WORK INSTRUCTION >>
Among the records, which lines hold the word "black"? Pick them out.

DATASET >>
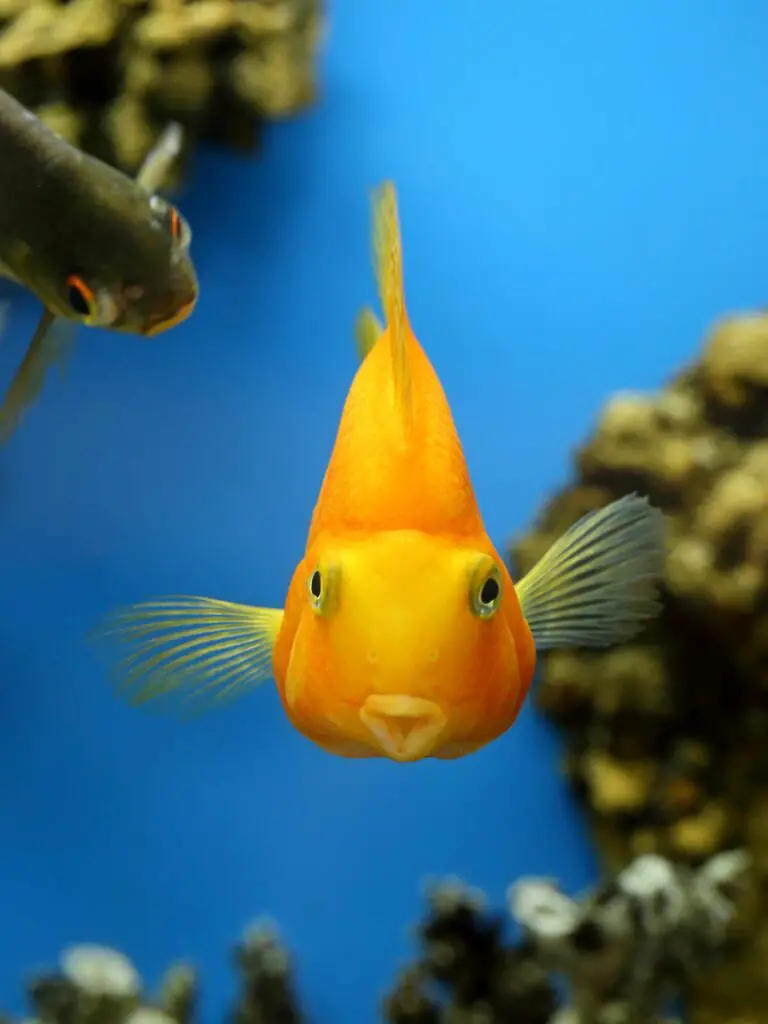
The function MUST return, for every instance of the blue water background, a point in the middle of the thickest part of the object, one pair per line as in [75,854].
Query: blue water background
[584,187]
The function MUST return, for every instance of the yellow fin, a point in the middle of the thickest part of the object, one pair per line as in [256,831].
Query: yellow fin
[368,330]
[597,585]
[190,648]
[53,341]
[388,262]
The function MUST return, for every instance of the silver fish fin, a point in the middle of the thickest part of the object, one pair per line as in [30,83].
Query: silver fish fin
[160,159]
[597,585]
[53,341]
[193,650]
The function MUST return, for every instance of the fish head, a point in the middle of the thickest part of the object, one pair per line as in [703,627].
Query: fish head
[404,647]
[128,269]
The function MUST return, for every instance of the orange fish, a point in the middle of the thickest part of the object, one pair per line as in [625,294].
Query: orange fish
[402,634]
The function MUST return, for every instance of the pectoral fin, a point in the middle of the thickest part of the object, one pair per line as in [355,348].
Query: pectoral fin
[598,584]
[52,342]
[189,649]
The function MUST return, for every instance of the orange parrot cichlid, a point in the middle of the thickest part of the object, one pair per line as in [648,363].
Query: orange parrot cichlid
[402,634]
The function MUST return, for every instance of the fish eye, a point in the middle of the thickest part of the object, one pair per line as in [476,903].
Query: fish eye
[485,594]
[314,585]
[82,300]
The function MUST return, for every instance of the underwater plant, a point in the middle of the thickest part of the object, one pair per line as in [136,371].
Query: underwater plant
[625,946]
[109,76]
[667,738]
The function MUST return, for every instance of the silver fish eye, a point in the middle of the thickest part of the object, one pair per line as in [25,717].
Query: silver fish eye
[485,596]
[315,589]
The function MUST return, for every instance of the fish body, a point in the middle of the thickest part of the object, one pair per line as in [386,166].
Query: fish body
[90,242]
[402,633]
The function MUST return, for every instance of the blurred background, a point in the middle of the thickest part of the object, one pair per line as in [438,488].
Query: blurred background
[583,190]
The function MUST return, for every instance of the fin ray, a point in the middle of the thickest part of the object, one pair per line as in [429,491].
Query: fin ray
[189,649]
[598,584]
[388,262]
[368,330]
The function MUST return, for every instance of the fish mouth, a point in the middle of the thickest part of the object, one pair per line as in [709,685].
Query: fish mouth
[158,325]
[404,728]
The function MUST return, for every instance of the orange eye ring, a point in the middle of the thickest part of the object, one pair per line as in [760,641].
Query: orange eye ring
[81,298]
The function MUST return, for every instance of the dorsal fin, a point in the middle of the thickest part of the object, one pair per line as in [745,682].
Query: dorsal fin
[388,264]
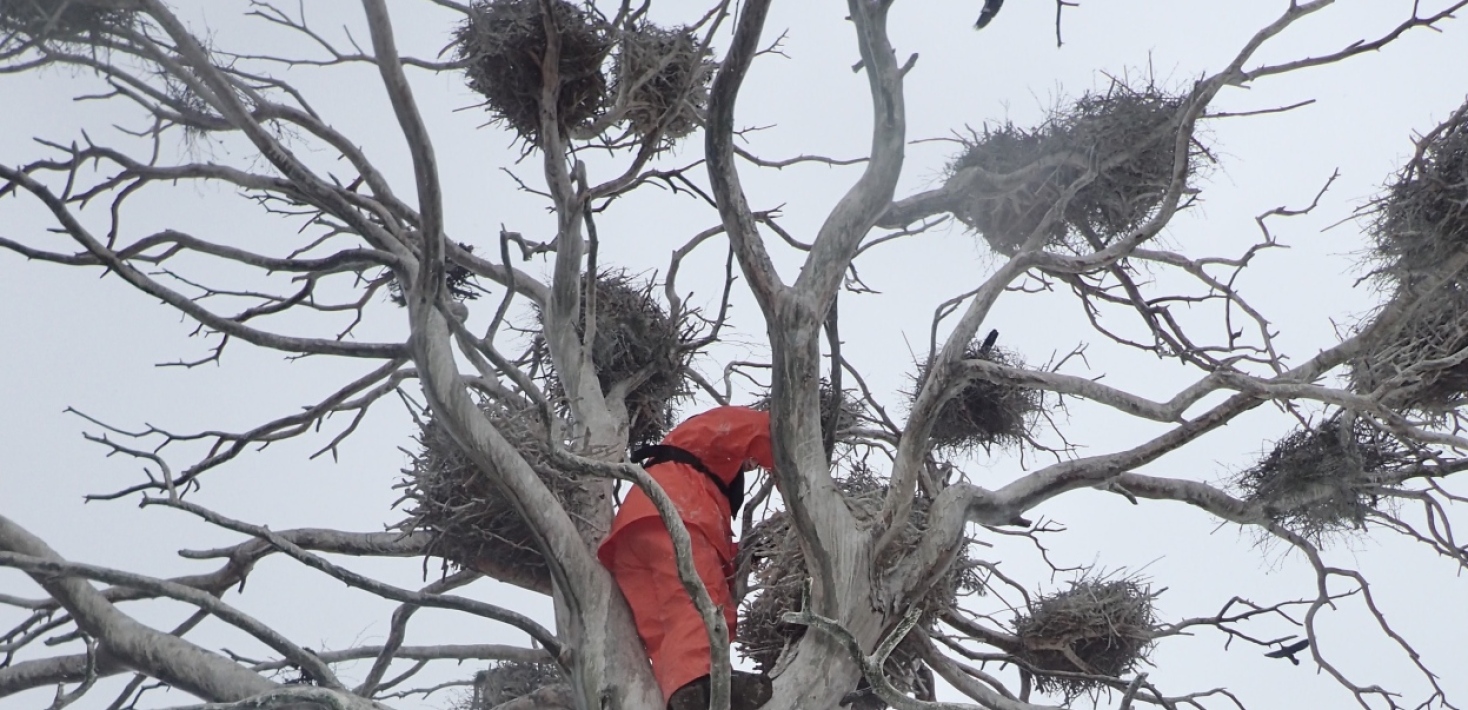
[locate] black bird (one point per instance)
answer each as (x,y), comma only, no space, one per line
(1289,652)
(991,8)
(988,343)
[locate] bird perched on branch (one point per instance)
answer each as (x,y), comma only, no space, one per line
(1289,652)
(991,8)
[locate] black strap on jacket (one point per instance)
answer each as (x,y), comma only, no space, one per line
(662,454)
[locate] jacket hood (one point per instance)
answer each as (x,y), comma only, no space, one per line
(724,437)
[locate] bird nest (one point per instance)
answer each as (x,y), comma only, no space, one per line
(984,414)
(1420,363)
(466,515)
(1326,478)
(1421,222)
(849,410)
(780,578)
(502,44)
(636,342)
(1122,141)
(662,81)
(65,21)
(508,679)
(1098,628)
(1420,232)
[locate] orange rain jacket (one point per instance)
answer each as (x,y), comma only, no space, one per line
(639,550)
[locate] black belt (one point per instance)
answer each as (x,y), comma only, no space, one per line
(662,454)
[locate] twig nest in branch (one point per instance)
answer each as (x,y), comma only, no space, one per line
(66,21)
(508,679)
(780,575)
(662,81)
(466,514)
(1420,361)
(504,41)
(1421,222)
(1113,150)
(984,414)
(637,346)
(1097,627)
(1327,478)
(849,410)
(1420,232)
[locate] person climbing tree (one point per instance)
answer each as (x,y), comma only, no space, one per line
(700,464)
...
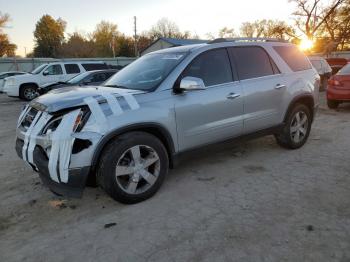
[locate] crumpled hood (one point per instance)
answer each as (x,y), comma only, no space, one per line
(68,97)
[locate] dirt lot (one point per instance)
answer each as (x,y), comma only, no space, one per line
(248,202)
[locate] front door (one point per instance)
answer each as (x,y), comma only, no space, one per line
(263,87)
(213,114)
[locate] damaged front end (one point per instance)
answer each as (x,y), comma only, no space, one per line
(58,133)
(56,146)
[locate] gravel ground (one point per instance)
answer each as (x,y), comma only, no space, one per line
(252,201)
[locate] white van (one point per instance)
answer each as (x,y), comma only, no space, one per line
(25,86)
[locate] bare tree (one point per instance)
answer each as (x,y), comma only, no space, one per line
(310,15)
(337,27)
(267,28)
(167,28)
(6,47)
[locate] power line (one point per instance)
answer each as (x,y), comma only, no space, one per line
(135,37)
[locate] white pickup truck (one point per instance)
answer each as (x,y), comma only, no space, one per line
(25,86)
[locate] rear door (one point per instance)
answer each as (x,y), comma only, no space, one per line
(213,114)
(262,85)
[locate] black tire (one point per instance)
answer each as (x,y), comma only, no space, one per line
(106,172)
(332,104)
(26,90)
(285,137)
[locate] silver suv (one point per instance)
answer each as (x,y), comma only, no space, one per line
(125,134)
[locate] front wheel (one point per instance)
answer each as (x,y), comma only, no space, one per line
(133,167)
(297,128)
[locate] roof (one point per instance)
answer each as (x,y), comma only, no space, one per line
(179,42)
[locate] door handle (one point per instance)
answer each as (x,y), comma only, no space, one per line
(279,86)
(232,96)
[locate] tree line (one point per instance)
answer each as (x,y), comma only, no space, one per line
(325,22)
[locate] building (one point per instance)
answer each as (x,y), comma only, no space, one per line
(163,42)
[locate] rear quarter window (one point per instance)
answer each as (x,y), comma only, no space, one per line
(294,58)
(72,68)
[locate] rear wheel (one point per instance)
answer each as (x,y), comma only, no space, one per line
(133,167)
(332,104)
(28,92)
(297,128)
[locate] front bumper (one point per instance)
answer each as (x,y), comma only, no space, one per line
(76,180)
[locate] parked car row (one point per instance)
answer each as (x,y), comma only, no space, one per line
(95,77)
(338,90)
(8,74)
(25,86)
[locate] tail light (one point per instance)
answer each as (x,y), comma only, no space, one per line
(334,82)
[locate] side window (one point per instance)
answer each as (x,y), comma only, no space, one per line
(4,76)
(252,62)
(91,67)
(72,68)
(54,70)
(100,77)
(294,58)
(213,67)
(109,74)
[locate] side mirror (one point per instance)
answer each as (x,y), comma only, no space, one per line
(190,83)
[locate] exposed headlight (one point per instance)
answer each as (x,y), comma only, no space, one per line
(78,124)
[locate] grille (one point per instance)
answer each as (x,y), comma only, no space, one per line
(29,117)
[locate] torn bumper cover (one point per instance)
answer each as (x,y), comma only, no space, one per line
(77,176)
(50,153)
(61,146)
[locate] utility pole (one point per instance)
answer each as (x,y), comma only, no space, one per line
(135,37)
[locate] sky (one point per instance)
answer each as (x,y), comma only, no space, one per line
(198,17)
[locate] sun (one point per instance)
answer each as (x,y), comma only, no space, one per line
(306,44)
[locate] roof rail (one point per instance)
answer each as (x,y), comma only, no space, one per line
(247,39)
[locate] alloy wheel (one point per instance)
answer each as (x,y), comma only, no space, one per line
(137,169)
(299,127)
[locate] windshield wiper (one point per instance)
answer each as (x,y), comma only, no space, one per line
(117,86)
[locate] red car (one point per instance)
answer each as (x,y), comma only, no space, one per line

RESPONSE AREA >>
[locate] black bird (one point per instance)
[locate] black strap on jacket (one point per instance)
[locate] black belt (one point per instance)
[locate] black tire (one point per instance)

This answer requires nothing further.